- TASK PROMPT -
Locate each line in the rows below that contains the word "positive" and copy it. Case counts.

- STUDY MATERIAL -
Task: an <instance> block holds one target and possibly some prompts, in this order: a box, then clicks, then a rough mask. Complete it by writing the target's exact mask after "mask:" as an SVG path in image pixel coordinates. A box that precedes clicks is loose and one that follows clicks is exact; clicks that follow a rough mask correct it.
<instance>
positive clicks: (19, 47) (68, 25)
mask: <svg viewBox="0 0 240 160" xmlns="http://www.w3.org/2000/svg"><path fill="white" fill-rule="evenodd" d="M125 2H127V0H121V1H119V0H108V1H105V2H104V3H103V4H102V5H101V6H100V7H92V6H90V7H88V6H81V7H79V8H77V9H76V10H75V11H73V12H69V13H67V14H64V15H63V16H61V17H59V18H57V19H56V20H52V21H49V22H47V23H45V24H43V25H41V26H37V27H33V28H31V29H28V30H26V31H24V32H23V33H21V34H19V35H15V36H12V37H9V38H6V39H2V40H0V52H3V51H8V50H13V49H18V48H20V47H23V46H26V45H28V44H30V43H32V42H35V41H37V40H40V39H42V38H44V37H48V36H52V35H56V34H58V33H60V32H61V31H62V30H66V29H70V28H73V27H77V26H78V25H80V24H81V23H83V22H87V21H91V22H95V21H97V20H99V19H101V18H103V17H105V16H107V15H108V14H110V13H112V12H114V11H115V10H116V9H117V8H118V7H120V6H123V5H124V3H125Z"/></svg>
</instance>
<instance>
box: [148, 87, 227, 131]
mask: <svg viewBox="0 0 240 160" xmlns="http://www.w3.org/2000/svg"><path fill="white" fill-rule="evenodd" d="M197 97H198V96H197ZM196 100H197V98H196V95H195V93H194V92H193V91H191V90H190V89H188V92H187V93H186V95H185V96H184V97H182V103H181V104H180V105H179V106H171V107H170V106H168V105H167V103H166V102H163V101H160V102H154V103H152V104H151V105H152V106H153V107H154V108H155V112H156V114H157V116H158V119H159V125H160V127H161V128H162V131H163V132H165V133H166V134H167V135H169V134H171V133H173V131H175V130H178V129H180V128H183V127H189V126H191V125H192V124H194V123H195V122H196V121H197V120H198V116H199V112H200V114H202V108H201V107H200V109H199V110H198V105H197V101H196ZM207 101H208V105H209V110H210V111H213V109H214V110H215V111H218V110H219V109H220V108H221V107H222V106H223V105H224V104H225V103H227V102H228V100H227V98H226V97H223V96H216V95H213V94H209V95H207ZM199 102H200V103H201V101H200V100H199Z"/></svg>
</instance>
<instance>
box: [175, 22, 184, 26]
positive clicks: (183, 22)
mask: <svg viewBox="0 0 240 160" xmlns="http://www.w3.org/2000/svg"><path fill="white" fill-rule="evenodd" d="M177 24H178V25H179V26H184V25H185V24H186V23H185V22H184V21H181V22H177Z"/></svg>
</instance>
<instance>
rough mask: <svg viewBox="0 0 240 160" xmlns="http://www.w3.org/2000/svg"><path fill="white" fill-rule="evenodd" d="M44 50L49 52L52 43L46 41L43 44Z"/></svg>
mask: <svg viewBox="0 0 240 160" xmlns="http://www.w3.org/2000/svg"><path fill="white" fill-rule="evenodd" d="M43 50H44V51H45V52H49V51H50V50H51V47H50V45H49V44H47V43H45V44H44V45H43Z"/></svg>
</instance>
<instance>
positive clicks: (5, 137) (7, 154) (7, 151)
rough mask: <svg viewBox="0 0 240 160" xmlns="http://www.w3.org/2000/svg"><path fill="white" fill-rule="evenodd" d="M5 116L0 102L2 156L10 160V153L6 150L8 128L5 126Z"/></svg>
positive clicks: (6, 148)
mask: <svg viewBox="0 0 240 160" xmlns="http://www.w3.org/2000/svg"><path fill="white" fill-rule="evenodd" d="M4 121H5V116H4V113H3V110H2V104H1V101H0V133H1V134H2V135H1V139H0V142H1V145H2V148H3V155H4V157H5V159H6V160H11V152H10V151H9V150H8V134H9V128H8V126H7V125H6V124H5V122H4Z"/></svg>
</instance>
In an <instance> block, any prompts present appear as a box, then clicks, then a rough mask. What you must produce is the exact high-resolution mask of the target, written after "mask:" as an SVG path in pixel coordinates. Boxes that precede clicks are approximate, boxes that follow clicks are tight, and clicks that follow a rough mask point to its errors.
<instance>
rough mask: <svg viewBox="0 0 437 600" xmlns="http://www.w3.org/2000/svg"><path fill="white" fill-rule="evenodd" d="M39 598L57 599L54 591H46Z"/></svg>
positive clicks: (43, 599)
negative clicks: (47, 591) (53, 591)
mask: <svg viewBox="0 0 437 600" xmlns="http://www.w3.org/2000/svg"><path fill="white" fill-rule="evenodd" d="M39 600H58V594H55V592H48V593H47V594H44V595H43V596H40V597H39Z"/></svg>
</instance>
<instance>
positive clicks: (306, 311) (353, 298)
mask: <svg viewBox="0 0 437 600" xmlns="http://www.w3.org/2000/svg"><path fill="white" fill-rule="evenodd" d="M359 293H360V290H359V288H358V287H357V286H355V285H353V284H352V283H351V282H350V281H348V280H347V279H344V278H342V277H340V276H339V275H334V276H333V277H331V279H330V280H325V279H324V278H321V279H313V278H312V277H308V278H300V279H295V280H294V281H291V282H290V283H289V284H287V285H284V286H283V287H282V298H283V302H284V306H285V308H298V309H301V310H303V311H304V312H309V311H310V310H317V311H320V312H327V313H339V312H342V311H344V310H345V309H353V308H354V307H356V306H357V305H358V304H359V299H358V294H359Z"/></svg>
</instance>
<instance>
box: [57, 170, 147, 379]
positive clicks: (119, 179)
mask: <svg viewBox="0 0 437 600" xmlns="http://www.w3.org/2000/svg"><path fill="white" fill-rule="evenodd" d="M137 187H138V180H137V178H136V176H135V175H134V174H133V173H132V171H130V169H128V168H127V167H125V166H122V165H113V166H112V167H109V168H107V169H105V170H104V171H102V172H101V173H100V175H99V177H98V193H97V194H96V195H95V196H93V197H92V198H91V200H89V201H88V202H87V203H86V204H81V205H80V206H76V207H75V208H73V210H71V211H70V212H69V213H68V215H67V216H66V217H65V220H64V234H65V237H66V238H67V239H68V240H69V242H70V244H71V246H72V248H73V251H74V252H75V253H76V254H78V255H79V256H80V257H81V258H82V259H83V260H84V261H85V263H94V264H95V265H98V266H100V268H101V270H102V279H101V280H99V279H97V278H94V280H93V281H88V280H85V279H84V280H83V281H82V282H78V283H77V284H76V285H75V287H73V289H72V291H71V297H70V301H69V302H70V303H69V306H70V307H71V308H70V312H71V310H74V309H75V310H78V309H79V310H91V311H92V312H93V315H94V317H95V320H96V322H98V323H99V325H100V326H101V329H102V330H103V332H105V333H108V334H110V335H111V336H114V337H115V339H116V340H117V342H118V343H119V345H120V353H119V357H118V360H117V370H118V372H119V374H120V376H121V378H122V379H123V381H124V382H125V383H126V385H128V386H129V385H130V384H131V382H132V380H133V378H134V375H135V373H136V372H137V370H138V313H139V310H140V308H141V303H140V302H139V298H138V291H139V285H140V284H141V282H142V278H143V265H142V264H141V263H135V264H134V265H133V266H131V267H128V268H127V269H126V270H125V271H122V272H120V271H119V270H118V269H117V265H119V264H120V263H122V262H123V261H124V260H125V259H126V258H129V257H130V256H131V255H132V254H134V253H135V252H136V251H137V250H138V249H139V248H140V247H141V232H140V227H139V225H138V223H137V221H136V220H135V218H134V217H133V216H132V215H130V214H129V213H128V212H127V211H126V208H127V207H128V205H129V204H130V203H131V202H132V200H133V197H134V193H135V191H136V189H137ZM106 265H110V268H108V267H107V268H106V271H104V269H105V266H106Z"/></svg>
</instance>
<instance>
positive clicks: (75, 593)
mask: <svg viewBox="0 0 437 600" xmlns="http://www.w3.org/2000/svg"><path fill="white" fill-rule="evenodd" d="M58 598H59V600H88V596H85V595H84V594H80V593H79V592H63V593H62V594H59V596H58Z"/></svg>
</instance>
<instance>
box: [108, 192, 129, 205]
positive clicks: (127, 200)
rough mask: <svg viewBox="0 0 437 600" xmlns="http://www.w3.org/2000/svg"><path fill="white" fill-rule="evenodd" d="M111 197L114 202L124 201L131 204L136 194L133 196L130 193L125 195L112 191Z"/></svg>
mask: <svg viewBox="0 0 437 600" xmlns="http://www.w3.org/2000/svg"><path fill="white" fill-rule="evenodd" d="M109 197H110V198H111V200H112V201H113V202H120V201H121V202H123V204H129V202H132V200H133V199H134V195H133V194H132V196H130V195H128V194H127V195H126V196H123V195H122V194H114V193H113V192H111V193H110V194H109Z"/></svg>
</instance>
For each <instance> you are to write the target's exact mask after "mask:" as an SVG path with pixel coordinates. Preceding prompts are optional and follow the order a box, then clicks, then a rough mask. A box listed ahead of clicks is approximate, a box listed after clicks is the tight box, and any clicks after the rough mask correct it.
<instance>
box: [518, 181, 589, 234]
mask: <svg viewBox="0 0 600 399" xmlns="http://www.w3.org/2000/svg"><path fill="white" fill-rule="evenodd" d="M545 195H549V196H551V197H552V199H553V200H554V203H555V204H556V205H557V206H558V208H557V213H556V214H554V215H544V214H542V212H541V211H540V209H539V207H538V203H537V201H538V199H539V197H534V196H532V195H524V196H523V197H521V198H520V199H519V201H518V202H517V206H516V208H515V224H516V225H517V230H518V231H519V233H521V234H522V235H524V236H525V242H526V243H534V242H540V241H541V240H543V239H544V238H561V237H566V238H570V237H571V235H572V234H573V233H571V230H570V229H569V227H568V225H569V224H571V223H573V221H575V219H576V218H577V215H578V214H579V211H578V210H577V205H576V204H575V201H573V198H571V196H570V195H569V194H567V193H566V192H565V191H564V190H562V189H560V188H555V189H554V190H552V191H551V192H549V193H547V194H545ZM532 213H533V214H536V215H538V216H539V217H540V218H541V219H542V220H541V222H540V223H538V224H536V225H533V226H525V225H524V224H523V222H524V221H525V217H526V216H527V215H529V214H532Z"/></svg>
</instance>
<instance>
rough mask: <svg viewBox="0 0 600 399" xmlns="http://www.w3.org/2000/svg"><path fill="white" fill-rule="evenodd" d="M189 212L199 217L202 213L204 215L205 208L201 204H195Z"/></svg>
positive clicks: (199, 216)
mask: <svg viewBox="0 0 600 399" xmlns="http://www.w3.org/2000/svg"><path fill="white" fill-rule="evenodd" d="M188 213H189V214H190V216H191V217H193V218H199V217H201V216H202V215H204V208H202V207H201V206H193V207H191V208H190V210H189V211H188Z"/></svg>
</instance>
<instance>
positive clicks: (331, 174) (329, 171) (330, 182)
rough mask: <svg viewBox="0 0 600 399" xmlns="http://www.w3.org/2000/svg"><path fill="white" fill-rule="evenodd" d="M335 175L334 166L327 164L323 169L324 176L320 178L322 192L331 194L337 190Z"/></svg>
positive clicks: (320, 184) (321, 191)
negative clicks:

- RESPONSE TO THIS TASK -
positive clicks: (19, 47) (68, 25)
positive clicks: (183, 22)
positive clicks: (5, 137) (7, 154) (7, 151)
positive clicks: (6, 148)
positive clicks: (43, 599)
positive clicks: (306, 311) (353, 298)
positive clicks: (119, 179)
positive clicks: (75, 593)
positive clicks: (127, 200)
positive clicks: (199, 216)
positive clicks: (331, 174) (329, 171) (330, 182)
positive clicks: (320, 184) (321, 191)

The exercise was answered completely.